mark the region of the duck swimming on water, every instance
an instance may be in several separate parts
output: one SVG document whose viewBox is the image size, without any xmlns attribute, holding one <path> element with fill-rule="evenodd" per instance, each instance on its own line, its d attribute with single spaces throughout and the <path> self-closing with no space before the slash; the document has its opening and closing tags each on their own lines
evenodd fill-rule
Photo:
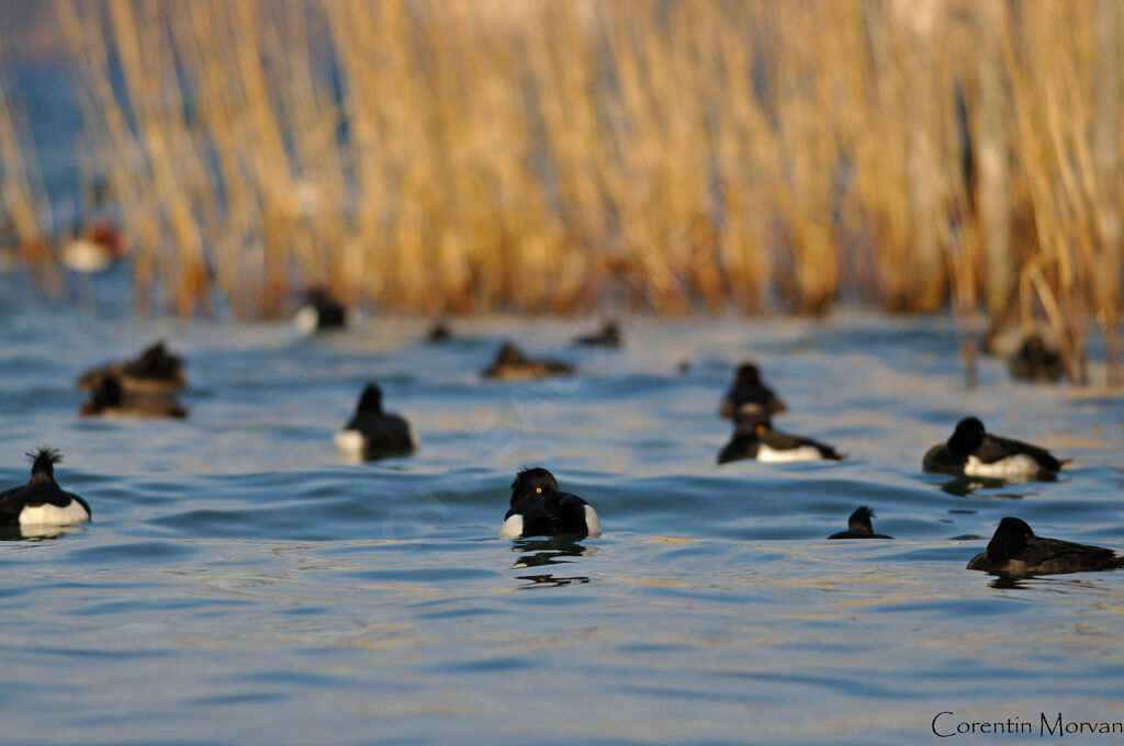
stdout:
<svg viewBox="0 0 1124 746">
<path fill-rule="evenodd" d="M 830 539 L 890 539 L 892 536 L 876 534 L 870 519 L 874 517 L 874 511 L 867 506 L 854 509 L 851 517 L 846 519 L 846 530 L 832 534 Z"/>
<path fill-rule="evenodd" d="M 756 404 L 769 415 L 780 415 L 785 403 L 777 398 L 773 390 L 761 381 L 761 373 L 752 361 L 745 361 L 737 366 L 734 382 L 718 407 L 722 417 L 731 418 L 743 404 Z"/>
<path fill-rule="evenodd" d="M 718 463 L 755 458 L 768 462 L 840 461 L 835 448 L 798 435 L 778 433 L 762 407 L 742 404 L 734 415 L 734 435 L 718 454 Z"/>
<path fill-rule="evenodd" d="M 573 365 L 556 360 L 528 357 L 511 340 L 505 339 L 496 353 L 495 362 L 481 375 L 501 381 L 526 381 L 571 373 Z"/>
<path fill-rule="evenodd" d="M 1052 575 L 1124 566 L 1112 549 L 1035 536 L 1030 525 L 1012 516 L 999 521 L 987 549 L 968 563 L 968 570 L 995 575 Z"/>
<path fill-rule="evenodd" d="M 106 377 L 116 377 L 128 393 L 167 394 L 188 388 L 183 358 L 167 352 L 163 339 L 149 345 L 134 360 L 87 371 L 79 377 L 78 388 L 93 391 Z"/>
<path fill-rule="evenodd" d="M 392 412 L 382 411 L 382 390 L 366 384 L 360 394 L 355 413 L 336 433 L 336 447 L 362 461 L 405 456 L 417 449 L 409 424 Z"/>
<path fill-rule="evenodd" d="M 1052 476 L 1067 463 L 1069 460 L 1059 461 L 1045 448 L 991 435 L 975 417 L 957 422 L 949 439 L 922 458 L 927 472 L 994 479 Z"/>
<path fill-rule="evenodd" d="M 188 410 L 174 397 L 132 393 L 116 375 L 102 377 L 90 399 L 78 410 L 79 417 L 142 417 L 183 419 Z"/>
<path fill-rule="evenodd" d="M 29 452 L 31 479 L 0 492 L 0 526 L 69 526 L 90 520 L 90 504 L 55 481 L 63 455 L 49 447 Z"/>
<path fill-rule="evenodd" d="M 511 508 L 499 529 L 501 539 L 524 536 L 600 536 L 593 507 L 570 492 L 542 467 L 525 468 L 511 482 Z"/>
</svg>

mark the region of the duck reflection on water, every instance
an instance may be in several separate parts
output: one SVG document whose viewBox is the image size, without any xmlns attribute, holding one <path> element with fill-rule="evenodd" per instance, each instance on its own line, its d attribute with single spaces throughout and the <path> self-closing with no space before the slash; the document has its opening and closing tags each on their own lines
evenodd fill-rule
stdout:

• _Do this_
Please print every line of the material above as a numbered list, skipping blank lines and leaving out the pictures.

• _Final result_
1. mark the region of the duck swimming on water, every instance
2. an instance may be in several separate parts
3. output: one SVG document whose viewBox is the image size, without any xmlns attribute, holding one <path> element with fill-rule="evenodd" per instance, each instance on its own line, its d attribute with single spaces throughout and the <path> self-closing with no space before the slash; the document has its opening and closing tags each on their own lines
4. evenodd fill-rule
5. Photo:
6. stdout:
7. <svg viewBox="0 0 1124 746">
8. <path fill-rule="evenodd" d="M 830 539 L 890 539 L 892 536 L 876 534 L 870 519 L 874 517 L 874 511 L 867 506 L 854 509 L 851 517 L 846 519 L 846 530 L 832 534 Z"/>
9. <path fill-rule="evenodd" d="M 756 404 L 769 415 L 780 415 L 785 403 L 777 398 L 773 390 L 761 381 L 761 373 L 752 361 L 745 361 L 737 366 L 734 382 L 718 407 L 722 417 L 731 418 L 743 404 Z"/>
10. <path fill-rule="evenodd" d="M 718 463 L 755 458 L 768 462 L 840 461 L 835 448 L 798 435 L 778 433 L 762 407 L 742 404 L 734 415 L 734 435 L 718 454 Z"/>
11. <path fill-rule="evenodd" d="M 573 365 L 556 360 L 528 357 L 511 340 L 505 339 L 496 353 L 495 362 L 481 375 L 501 381 L 526 381 L 571 373 Z"/>
12. <path fill-rule="evenodd" d="M 1052 575 L 1124 566 L 1112 549 L 1035 536 L 1030 525 L 1012 516 L 999 521 L 987 549 L 968 563 L 968 570 L 995 575 Z"/>
13. <path fill-rule="evenodd" d="M 106 377 L 116 377 L 128 393 L 167 394 L 188 388 L 183 358 L 167 352 L 163 339 L 149 345 L 134 360 L 87 371 L 79 377 L 78 388 L 93 391 Z"/>
14. <path fill-rule="evenodd" d="M 392 412 L 382 411 L 382 390 L 366 384 L 360 394 L 355 413 L 336 433 L 336 447 L 362 461 L 405 456 L 417 449 L 409 424 Z"/>
15. <path fill-rule="evenodd" d="M 1052 476 L 1067 463 L 1069 460 L 1059 461 L 1045 448 L 991 435 L 975 417 L 957 422 L 949 439 L 922 458 L 927 472 L 994 479 Z"/>
16. <path fill-rule="evenodd" d="M 188 410 L 174 397 L 132 393 L 116 375 L 102 377 L 90 399 L 78 410 L 79 417 L 142 417 L 183 419 Z"/>
17. <path fill-rule="evenodd" d="M 29 452 L 31 479 L 0 492 L 0 526 L 69 526 L 90 520 L 90 504 L 55 481 L 63 455 L 49 447 Z"/>
18. <path fill-rule="evenodd" d="M 511 508 L 499 529 L 501 539 L 524 536 L 600 536 L 593 507 L 570 492 L 542 467 L 525 468 L 511 482 Z"/>
19. </svg>
20. mark the region of the duck reflection on water, every instance
21. an instance may be in several separate parts
22. output: one SVG document whose viewBox is the image size, without any xmlns attribute, holding one <path> element with fill-rule="evenodd" per instance, each instance on its own line, its d attribute with single spaces throughout and the <path> self-closing with no space before the slash; the document has its opening and closing tags each on their own lines
23. evenodd fill-rule
24. stdout:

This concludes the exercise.